◆ Source text
I know that this question might get closed, but I will try it, nevertheless. The reason why I am so interested in broad comparisons of historical situations with current ones, is because I believe that this is the single largest contribution the field of history can have to society.

My very broad question goes like this. What historical situation is comparable to what Europe is currently facing? By the current situation, I am particularly interested in the following qualities:

  • Relatively large cultural differences between regions
  • Mature and stable societies, that have not faced a crisis for a significant period of time (half a century in the current case)
  • Being a significant power, but falling behind in the power-race
  • Unsustainable in the long-term (aging societies), unless of course action is taken

If you believe that the question should get closed, please try to think of how I can ask a question to gain knowledge to better understand how Europe got into the current situation, and how it is likely to come out of it.

  • you might also make note of the fact that organized crime here is flourishing across borders. guardian.co.uk/world/2007/oct/09/italy.nuclearpower
    – magnetar
    Dec 14, 2011 at 18:53
  • 6
    Opinion based; unlikely to be resolved through scholarship; likely to lead to more discussion than education.
    – MCW
    Sep 26, 2016 at 10:30
  • We can learn lessons from history, but any attempt to directly identify two different historical situations will ignore crucial differences (technologies, demographics, morals, even political systems) in order of getting the situations to match. The two answers below are very good examples of that.
    – SJuan76
    Sep 26, 2016 at 10:39

4 Answers 4


I'm going to do a total long shot here, and provide a comparison that seems to fit all 4 points. However, as a larger picture, it's not necessarily a very good parallel since very little practical advice can be gleaned from it as far as what needs to be done.

◆ Given instruction 1
Do the following statements agree with the Europe history question above? Answer yes or no for each, and quote the words from it that decide the matter.
(a) The asker says the current European societies have gone about half a century without facing a crisis.
(b) The asker describes Europe as pulling ahead in the power-race.
(c) The answer that opens at the end claims to offer a comparison matching all four of the listed points.
◆ Given instruction 2
Could you extend the Europe history question past its final sentence, carrying on the answer that starts "I'm going to do a total long shot here"?

◆ Given material

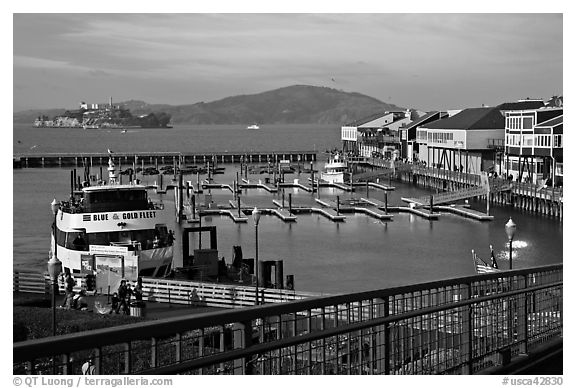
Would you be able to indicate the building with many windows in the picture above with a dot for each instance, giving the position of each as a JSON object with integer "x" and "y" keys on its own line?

◆ Result 1
(a) Yes: "half a century in the current case"
(b) No: "falling behind in the power-race"
(c) Yes: "provide a comparison that seems to fit all 4 points"

◆ Result 2
USSR in the late 1980s till 1991 fits:

  • Decentralization forces driven by existence of historically-European-oriented Baltic republics, Caucasus republics, and Islamic Central Asian ones (Turcic and not). They were all very culturally different from each other AND from Russia proper.

  • Arguably, didn't face a major crisis since 1945.

  • A significant power (duh) - as evidence, it was basically the only power opposing USA world dominance during Cold War.

  • Unsustainable in the long-term economically, which is what drove Gorbachyov's reforms.

One more parallel that may be controversial is that the underlying cause of the crisis (sovereign debt crisis to be precise, driven by unsustainable social spending) is the same - redistributionist social welfare spending coupled with centralized economic planning (It's not surprising that the countries most on the brink of collapse are those closest to Socialism - Greece and Spain). To quote PM Thatcher, "sooner or later you run out of Other People's Money".

  • 2
    The EU is not "the only power opposing USA world dominance". Russia and China are much more actively anti-USA than the EU. Most of the EU countries follow USA's lead on global scene most of the time (the Iraq war being a major exception, but even then a lot of European countries did participate, openly or behind the scenes). The comparison of the USSR's economy to the current EU is just plain ridiculous. Evne the argument that the most socialist countries in the EU fared the worst doesn't hold water --the first countries to suffer were the UK and Ireland, paragons of neoliberalism in the EU.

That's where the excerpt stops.